* _TEXTO PROPORCIONADO_:

────────────────────

Curtido en misiones en el Sahel africano, preparó “deprisa y corriendo” un petate con la munición y el armamento, el equipo personal y las comunicaciones. “Y lo justo. Nos advirtieron de que quizá tendríamos que dejar cosas allí porque hubiese que salir corriendo o para aligerar equipaje”.
No se podía ni imaginar entonces que, a partir del día siguiente —aparte de “unas comunicaciones por radio que fallaban según la distancia”— dependería de dos teléfonos móviles para rescatar a cientos de personas (“madres, padres, hijos, familias enteras, periodistas, directoras de cine, activistas…”) del infierno de desesperación humana que rodeaba el Aeropuerto Internacional Hamid Karzai de la capital afgana y la base militar de la OTAN, colindante con el aeródromo. “Creo que a ninguno se nos pasaba por la mente que iba a depender de nosotros la vida de tantas personas”.
Nada más aterrizar, a las 6.00 del 19 de agosto hora local (3.30 de la madrugada en España) y tras hacer escala en Dubái, se percató de que aquello no sería nada parecido a otras actuaciones anteriores de su sección. “Nadie nos recibió al llegar, no había nadie. Pensé: ‘estarán muy ocupados’. Al mismo tiempo veía pasar por delante de mí a decenas de refugiados, niños agotados. Caminaban hacia los aviones, incluso subiéndose al nuestro, tanta gente por todos lados…”.
Poco después, tras una pequeña reunión con sus subordinados —”que acaban de llegar de los controles de acceso al aeropuerto”— que le informaron del estado de la situación, ya estaba montando un dispositivo de 28 personas para salir a buscar a gente fuera. “Algo que en un principio no estaba previsto”. En ese momento había todavía tres entradas abiertas y España podía operar en dos. Al día siguiente, “con más de 16.000 refugiados dentro de la base, extraídos por diferentes países, y ante la imposibilidad de controlarlo, el ejército norteamericano dejó solo una entrada abierta”. Abbey Gate se convirtió en la única salida aérea del Afganistán retomado por los talibanes.
El procedimiento a seguir para “extraer” a la gente de entre la multitud requería muchos pasos intermedios. “Comprobar identidad, cacheo, perros especialistas en la detección de explosivos, todo eso implicaba mucho más personal”. Finalmente, formó dos grupos de 14, cada uno con un perro y al menos una mujer para atender a las afganas. Los agrupó en turnos de seis horas para cubrir las 24 del día con cuatro o seis personas fuera en casi todo momento buscando gente. “Apenas hemos dormido”. La pérdida de peso es notoria al verle con su uniforme, ya que de vez en cuando debe de sujetarse el pantalón. “Lo recuperaré pronto”, bromeaba este domingo mientras bebía un refresco en una terraza de Zaragoza.

────────────────────

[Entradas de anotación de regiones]
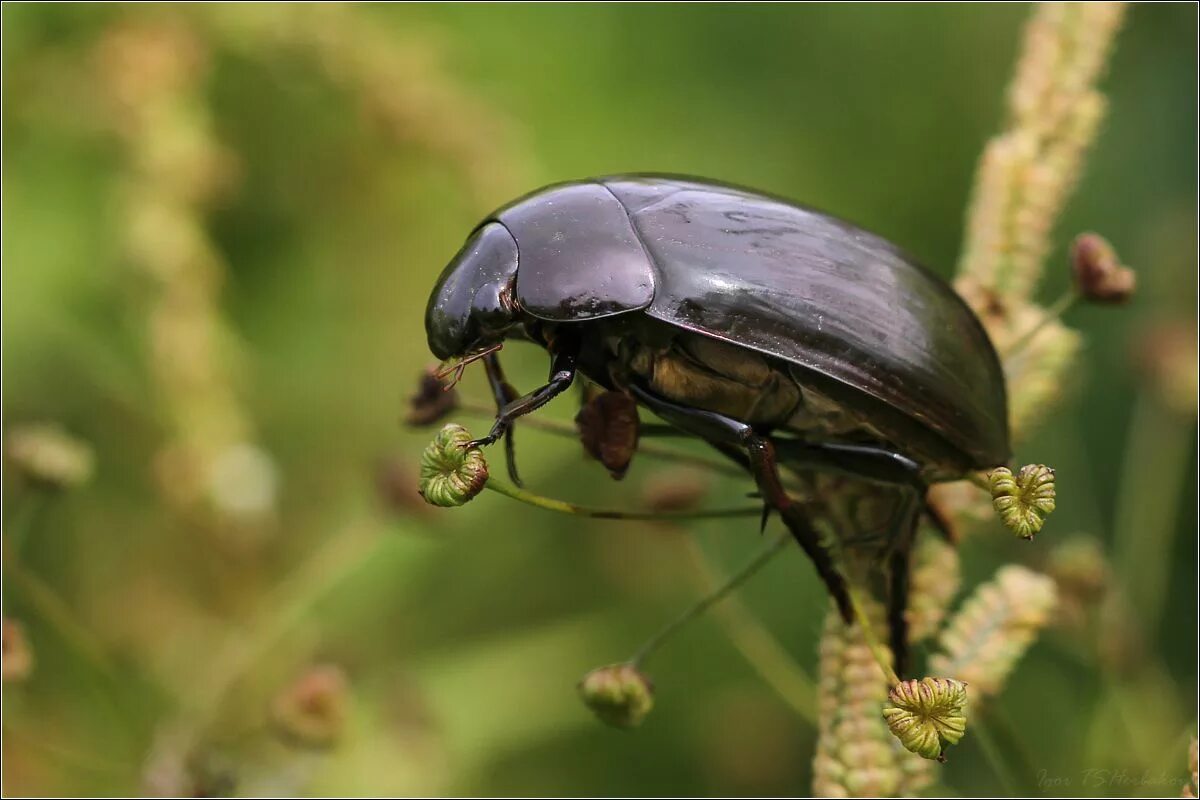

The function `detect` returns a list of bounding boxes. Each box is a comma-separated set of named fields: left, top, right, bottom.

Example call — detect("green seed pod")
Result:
left=580, top=663, right=654, bottom=728
left=988, top=464, right=1055, bottom=539
left=883, top=678, right=967, bottom=762
left=419, top=422, right=487, bottom=507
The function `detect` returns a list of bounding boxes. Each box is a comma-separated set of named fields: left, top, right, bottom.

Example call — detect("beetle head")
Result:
left=425, top=222, right=517, bottom=360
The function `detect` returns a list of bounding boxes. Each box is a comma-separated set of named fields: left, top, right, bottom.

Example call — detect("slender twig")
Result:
left=846, top=583, right=900, bottom=686
left=485, top=477, right=762, bottom=521
left=629, top=534, right=791, bottom=667
left=684, top=536, right=818, bottom=726
left=458, top=402, right=746, bottom=477
left=1003, top=287, right=1079, bottom=363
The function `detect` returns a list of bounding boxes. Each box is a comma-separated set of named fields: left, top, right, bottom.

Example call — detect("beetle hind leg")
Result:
left=630, top=385, right=853, bottom=624
left=886, top=495, right=922, bottom=678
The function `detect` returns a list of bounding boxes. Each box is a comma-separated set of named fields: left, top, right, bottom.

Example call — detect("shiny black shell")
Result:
left=491, top=175, right=1009, bottom=469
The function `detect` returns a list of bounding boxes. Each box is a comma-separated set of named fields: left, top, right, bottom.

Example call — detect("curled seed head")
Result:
left=883, top=678, right=967, bottom=762
left=418, top=422, right=487, bottom=507
left=1070, top=234, right=1138, bottom=305
left=988, top=464, right=1055, bottom=539
left=271, top=664, right=348, bottom=748
left=580, top=663, right=654, bottom=728
left=404, top=367, right=458, bottom=427
left=5, top=423, right=94, bottom=488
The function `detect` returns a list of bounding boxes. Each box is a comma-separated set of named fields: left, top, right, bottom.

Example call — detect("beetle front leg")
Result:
left=630, top=385, right=854, bottom=625
left=467, top=349, right=576, bottom=447
left=484, top=353, right=524, bottom=487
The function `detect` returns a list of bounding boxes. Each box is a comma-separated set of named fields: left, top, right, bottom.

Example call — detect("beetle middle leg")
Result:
left=629, top=384, right=853, bottom=624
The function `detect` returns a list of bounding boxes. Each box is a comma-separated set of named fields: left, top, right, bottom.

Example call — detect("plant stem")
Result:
left=485, top=477, right=762, bottom=519
left=684, top=536, right=818, bottom=726
left=458, top=403, right=746, bottom=477
left=846, top=583, right=900, bottom=686
left=1003, top=287, right=1079, bottom=362
left=629, top=533, right=791, bottom=667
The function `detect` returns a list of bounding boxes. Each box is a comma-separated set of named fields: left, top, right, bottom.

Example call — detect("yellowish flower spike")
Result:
left=988, top=464, right=1055, bottom=539
left=580, top=663, right=654, bottom=728
left=419, top=422, right=487, bottom=507
left=883, top=678, right=967, bottom=762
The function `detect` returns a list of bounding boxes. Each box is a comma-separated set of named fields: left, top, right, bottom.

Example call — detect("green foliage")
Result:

────────────────────

* _DETALLES DEL PROBLEMA_:
¿Puedes prolongar el relato sobre la evacuación en el aeropuerto de Kabul a partir de su última oración? El listado no hace falta para nada de lo que se pide.

* _RESULTADO FINAL_:
Los rescates estaban marcados principalmente por las horas de llegada de los aviones A400M del Ejército español y por el control de acceso de la puerta, en mano de los soldados británicos, que lograron afianzarse en el margen del foso de aguas fecales que rodeaba el aeropuerto. Cada salida fuera de la base iba precedida de una información a sus homólogos británicos, que “abrían la brecha”. “Siempre teníamos a gente esperando fuera, así que en cuanto veíamos un hueco para salir, los ocupábamos, porque había otros países como nosotros”. Así describe el tapón y el relativo orden que marcaba las salidas y entradas de la zona segura.
“La orografía, pese a todo, nos ayudaba a controlar un poco la situación, ya que esa acequia sucia, una suerte de último escollo humillante —teníamos que decirle a la gente que íbamos a sacar que se tirara a esas aguas putrefactas justo antes de llegar—, servía para evitar el hacinamiento de la masa que vimos en otros puntos del perímetro”, asegura. “Vi a gente morir aplastada contra uno de los muros. Y también rescatamos a gente que pasó hasta ocho horas metida hasta la cintura en esas aguas”.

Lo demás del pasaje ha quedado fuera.